■ **Page text**
§ §
Everyday shave cream play

My students have been asking me to pull out the shave cream so they could play with it and last week, we had a shave cream extravaganza….

You can really put anything in shave cream and it will be a fun experience. For example, we were talking about bugs on one day and so the children spread little plastic bugs out all over the table and the we covered them all up with shave cream…

And now it was time to dig in and start looking for all those bugs.  The children used tweezers and their hands to hunt for the bugs…

You really don’t have to add anything to shave cream to make it a fun experience. My students will sit and play in it for the longest time but I always like to mix it up a bit.  Another way we mixed the shave cream experience up was by adding a tray of water. It was just a small tray so the children could rinse off their bugs but the children loved how the water changed the feel of the shave cream to an even more silky or creamy texture…

I don’t think we ever did find those bugs.  I know that they are in there some where! Eventually, the children found all the bugs and we set them aside for one more adventure. Since we were already elbow deep in shave cream, I decided we might as well try at least one more thing that I had been thinking about…

So we added a bottle of clear water beads to our shave cream play.  I have a ton of waterbeads that I picked up at the beginning of the year from the Dollar Tree so this was a good chance to try a different kind of play with them…

I was only planning on adding a few water beads but the children talked me into adding the entire bottle to our creamy, watered down, now bugless shave cream play…

Talk about texture overload! The children loved it – the waterbeads added just that right touch of texture to the shave cream play. They were still smooth and soft but they were bumpy too.  Perhaps next time we will add colorful waterbeads to our shave cream play. The clear ones pretty much got lost inside the shave cream so you couldn’t see them but you could definitely feel them…

As fun as our shave cream play was without color, we decided to finish off our play by adding a little color. So I simply squirted out a few lines of paint on top of the shave cream so the children could mix it in…

The nice thing about shave cream play is that everything, and I mean everything, comes out much cleaner at the end of our day. The table was a bright white, the paint tubes were not tacky anymore, our bugs were now germ free, and our hands probably haven’t been this clean since the last time we played in shave cream…

So for those of you who are going to inevitably write me and tell me how some higher up authority that has no name that you can identify and probably doesn’t work in an early childhood classroom and doesn’t trust early childhood teachers to handle shave cream responsibly and thinks that the risks are greater then the benefits and thinks that all kids will just eat it has told you through some sort of written policy rather than walking in your classroom and observing the benefits that you can’t use shave cream in your classroom, please accept my sincerest apology for sharing the fun we had today. Since my kids do have a say as to what goes on in my classroom, we enjoyed our shave cream extravaganza!
§ §
■ **Information shown**
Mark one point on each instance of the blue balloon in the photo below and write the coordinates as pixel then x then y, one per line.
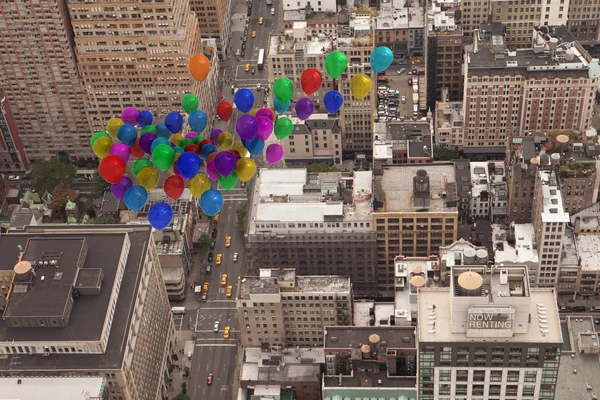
§ §
■ **Goal**
In the page text about shave cream play, where were the water beads bought?

■ **Exercise answer**
At the Dollar Tree, at the beginning of the year.